Every entry, from the first line to the last, should be output exactly.
Top of RECORDS TO USE
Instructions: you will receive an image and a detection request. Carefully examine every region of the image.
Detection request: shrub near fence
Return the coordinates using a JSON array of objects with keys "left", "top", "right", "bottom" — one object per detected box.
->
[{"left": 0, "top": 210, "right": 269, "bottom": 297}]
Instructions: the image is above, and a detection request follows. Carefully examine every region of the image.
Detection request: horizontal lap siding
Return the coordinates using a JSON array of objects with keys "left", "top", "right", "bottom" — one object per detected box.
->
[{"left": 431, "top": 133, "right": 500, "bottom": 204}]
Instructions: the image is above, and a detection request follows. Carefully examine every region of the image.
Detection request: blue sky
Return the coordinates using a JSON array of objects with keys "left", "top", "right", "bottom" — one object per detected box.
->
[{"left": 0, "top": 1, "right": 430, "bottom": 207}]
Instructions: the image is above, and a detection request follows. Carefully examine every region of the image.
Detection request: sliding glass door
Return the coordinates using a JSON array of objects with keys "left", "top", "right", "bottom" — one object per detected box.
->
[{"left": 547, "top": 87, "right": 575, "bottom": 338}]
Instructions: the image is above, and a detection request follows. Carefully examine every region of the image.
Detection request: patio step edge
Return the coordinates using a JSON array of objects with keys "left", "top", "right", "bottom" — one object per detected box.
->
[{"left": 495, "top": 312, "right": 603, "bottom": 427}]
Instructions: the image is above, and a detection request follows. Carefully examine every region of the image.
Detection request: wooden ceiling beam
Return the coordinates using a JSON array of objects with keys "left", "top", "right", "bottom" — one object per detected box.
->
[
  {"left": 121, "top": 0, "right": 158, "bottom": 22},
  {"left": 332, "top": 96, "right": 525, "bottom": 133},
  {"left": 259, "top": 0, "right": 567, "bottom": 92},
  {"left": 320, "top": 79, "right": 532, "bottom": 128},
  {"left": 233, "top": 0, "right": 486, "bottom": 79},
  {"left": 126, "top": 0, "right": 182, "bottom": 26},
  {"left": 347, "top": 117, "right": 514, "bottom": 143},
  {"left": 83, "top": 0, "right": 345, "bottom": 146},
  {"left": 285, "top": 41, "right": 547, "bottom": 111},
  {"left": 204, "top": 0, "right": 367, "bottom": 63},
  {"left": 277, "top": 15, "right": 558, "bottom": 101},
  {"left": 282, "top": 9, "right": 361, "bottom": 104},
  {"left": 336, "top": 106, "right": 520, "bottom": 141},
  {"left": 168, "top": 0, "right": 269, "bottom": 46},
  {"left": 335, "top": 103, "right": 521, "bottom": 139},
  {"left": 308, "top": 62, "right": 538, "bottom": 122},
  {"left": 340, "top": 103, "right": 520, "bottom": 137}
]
Bottom of RECORDS TO USE
OUTPUT FOR THIS EXERCISE:
Instructions: you will receive an image and a detection request. Carefully examine every region of the image.
Detection request: shrub near fence
Return the coordinates using a JSON array of objects with keys "left", "top", "right", "bottom" — one object per detected box.
->
[{"left": 0, "top": 210, "right": 269, "bottom": 297}]
Instructions: the image is above, and a detection request follows. Carefully examine every region of the image.
Detection request: horizontal lap siding
Return the coordinates using a JSON array of objects with keys "left", "top", "right", "bottom" — one object per detected box.
->
[{"left": 431, "top": 133, "right": 500, "bottom": 204}]
Instructions: the image is above, and a detection request follows. Carefully examine every region of the image.
Detection request: blue sky
Return the coordinates using a JSON array of objects with keys "left", "top", "right", "bottom" — one object per detected box.
->
[{"left": 0, "top": 1, "right": 430, "bottom": 207}]
Instructions: the image is above, and a detection request follows. Carefully examine every region of the image.
Detection request: sliding glass door
Return the coordinates using a JSON array of objects with keys "left", "top", "right", "bottom" — one object per detected box.
->
[{"left": 547, "top": 87, "right": 575, "bottom": 338}]
Instructions: the image is above, and a detection request follows. Carefully examine every region of the image.
Detection request: patio step edge
Return the coordinates using a JSON array of objects with keys "left", "top", "right", "bottom" — one object per detected box.
->
[{"left": 495, "top": 312, "right": 603, "bottom": 427}]
Instructions: the image is above, and a detection request follows. Carefully examine every region of the image.
Detection request: wooden ceiling beam
Return the coordinates using a JSON array of objects with keys "left", "top", "right", "bottom" — one object per detected box.
->
[
  {"left": 121, "top": 0, "right": 158, "bottom": 22},
  {"left": 332, "top": 96, "right": 525, "bottom": 133},
  {"left": 259, "top": 0, "right": 567, "bottom": 92},
  {"left": 320, "top": 79, "right": 532, "bottom": 128},
  {"left": 233, "top": 0, "right": 486, "bottom": 79},
  {"left": 126, "top": 0, "right": 182, "bottom": 26},
  {"left": 347, "top": 117, "right": 514, "bottom": 143},
  {"left": 83, "top": 0, "right": 345, "bottom": 146},
  {"left": 285, "top": 41, "right": 547, "bottom": 111},
  {"left": 204, "top": 0, "right": 367, "bottom": 63},
  {"left": 277, "top": 15, "right": 558, "bottom": 101},
  {"left": 282, "top": 9, "right": 361, "bottom": 104},
  {"left": 336, "top": 106, "right": 520, "bottom": 141},
  {"left": 168, "top": 0, "right": 269, "bottom": 46},
  {"left": 335, "top": 103, "right": 521, "bottom": 139},
  {"left": 308, "top": 62, "right": 538, "bottom": 122},
  {"left": 340, "top": 103, "right": 520, "bottom": 137}
]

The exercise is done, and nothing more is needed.